To be done: Copy the entries below exactly. Images do not belong in the copy.
## Start Given records
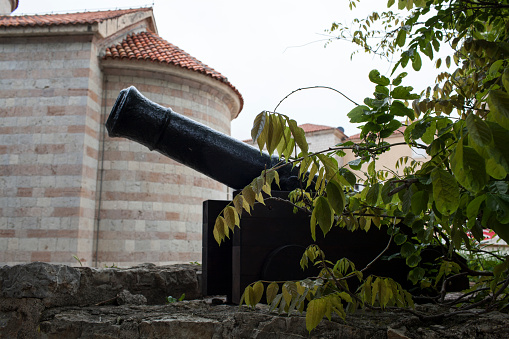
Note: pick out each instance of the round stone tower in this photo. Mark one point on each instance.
(8, 6)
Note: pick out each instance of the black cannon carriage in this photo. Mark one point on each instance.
(271, 240)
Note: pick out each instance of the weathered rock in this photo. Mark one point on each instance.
(83, 303)
(59, 285)
(197, 319)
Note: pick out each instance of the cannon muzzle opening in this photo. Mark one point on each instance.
(217, 155)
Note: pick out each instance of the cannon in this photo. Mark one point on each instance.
(218, 156)
(271, 240)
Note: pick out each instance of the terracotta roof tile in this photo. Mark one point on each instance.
(151, 47)
(64, 19)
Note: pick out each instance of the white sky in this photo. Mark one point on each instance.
(251, 42)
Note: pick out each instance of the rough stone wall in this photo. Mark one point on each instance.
(151, 206)
(49, 118)
(321, 140)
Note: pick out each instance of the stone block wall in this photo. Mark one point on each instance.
(49, 118)
(151, 206)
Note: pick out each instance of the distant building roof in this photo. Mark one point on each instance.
(141, 46)
(308, 128)
(151, 47)
(64, 19)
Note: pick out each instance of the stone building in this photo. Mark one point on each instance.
(66, 188)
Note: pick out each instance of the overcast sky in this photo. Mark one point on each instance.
(266, 48)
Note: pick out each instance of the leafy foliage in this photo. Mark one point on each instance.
(462, 122)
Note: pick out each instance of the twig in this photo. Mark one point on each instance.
(105, 301)
(313, 87)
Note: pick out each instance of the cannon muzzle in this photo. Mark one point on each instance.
(217, 155)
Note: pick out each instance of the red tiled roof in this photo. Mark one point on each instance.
(308, 128)
(151, 47)
(396, 133)
(64, 19)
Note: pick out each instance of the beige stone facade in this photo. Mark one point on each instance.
(66, 188)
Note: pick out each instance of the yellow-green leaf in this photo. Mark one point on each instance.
(231, 217)
(336, 197)
(238, 204)
(498, 102)
(249, 195)
(299, 136)
(258, 125)
(257, 292)
(314, 313)
(445, 191)
(323, 214)
(219, 229)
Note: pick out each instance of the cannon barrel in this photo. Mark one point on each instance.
(217, 155)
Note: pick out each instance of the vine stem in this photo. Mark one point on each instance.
(315, 87)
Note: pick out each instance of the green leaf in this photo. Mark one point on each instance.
(419, 202)
(473, 210)
(499, 153)
(498, 102)
(336, 197)
(400, 239)
(495, 67)
(374, 77)
(323, 214)
(403, 92)
(505, 79)
(397, 80)
(413, 260)
(315, 313)
(479, 131)
(359, 114)
(257, 292)
(401, 38)
(271, 293)
(372, 195)
(445, 191)
(249, 195)
(258, 125)
(407, 249)
(355, 164)
(348, 176)
(274, 133)
(298, 135)
(469, 167)
(429, 135)
(386, 189)
(416, 275)
(330, 164)
(231, 217)
(219, 228)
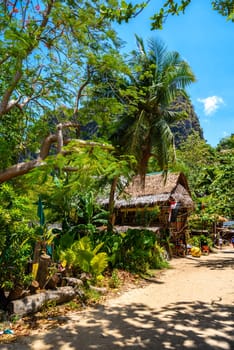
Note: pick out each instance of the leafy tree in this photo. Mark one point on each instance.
(16, 238)
(157, 78)
(49, 52)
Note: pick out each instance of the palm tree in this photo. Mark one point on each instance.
(158, 77)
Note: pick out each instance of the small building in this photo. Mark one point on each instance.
(161, 204)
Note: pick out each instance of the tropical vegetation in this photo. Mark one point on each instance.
(77, 116)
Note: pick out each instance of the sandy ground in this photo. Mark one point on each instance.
(190, 306)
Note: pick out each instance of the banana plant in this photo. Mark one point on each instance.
(86, 257)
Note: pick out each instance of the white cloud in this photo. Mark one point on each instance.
(211, 104)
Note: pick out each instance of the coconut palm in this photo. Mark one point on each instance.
(158, 77)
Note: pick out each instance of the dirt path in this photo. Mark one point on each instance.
(190, 306)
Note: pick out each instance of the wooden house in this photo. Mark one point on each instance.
(162, 204)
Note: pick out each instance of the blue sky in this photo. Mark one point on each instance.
(206, 41)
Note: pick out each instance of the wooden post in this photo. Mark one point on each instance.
(42, 273)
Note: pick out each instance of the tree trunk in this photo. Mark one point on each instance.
(111, 219)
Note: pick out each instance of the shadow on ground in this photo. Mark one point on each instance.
(217, 263)
(186, 325)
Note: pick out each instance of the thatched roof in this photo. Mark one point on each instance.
## End Given records
Reply:
Note: pick out each instance of the round stone tower in this photo. Mark one point on each instance.
(8, 6)
Note: pick out each instance of the black cannon carriage in this photo. Mark one point on each instance.
(271, 240)
Note: pick out each instance of the weathered rock in this photo. Mark one point on each instance.
(83, 303)
(59, 285)
(197, 319)
Note: pick out each instance of the cannon muzzle opening in this photo. Mark one point on each instance.
(217, 155)
Note: pick out each instance of the cannon in this photo. Mark one point on each instance.
(218, 156)
(271, 240)
Note: pick out each instance of the terracotta roof tile in this photo. Mark one point on each instance.
(151, 47)
(64, 19)
Note: pick out each instance of the white sky in this photo. Mark one point on each instance.
(251, 42)
Note: pick out each instance of the rough stone wall in this photo. Mark one point on each instance.
(151, 206)
(49, 118)
(321, 140)
Note: pick out each instance of the stone block wall in this photo. Mark one point on each instance.
(49, 118)
(151, 206)
Note: pick out each instance of the distant building roof in this photo. Mark one point on each instance.
(141, 46)
(308, 128)
(151, 47)
(64, 19)
Note: pick out each instance of the stone building in this photo. Mark one point on each instance.
(66, 188)
Note: pick out each instance of the overcast sky in this photo. Mark one point on each instance.
(266, 48)
Note: pick out each instance of the leafy foliage in this photo. Mark one point on each instance.
(462, 122)
Note: pick out each instance of the twig in this photo. Mark one point on each instance.
(105, 301)
(313, 87)
Note: pick out each instance of the cannon muzzle in this photo. Mark one point on each instance.
(217, 155)
Note: pick out each instance of the red tiled roof in this photo. Mark one point on each instance.
(308, 128)
(151, 47)
(396, 133)
(64, 19)
Note: pick out each instance of the beige stone facade in this photo. Mark one point on each instance.
(66, 188)
Note: pick out each instance of the yellow-green leaf in this photo. Mark one point on each instance.
(231, 217)
(336, 197)
(238, 204)
(498, 102)
(249, 195)
(299, 136)
(258, 125)
(257, 292)
(314, 313)
(445, 191)
(323, 214)
(219, 229)
Note: pick out each instance of the cannon barrel in this photo. Mark one point on each instance.
(217, 155)
Note: pick out each instance of the vine stem in this photo. Mark one point on each instance.
(315, 87)
Note: pick out each instance of the green leaf in this photo. Mark one point on each instance.
(419, 202)
(473, 210)
(499, 153)
(498, 102)
(336, 197)
(400, 239)
(495, 67)
(374, 77)
(323, 214)
(403, 92)
(505, 79)
(397, 80)
(413, 260)
(315, 313)
(479, 131)
(359, 114)
(257, 292)
(401, 38)
(271, 293)
(372, 195)
(445, 191)
(249, 195)
(258, 125)
(407, 249)
(355, 164)
(348, 176)
(274, 133)
(298, 135)
(469, 167)
(429, 135)
(386, 189)
(416, 275)
(330, 164)
(231, 217)
(219, 228)
Note: pick out each instance of the leafy tree in this photo. Mark one point on each instance.
(16, 238)
(157, 78)
(49, 52)
Note: pick out each instance of the palm tree in this photo. Mark one point on each instance.
(158, 77)
Note: pick out each instance of the small building in this photo. Mark one point on each instance.
(161, 204)
Note: pick out each instance of the tropical vegetation in this photo. Mark one point on each instance.
(77, 116)
Note: pick out each instance of the sandy ground in this photo. Mark one point on each instance.
(190, 306)
Note: pick out each instance of the banana plant in this photo. Mark one point on each instance.
(86, 257)
Note: pick out each instance of the white cloud in this photo. Mark one point on each instance.
(211, 104)
Note: pick out each instance of the coconut palm in this photo. Mark one point on each instance.
(158, 77)
Note: pick out each instance of the dirt path in this photo. Mark one point on each instance.
(190, 306)
Note: pick out each instance of the wooden house in this photo. Mark one point on each instance.
(162, 204)
Note: pick out each instance of the blue sky in this photo. Mark one point on each instance.
(206, 41)
Note: pick out each instance of the wooden post in this photo. Mark one point on each instance.
(42, 273)
Note: pick out each instance of the tree trunk in this photo. Mark one point on each instance.
(111, 219)
Note: pick out each instance of the shadow on ground in this photo. Mark one point on each instance.
(217, 263)
(186, 325)
Note: pick out each instance of the thatched roof in this photo. Mark one point on each instance.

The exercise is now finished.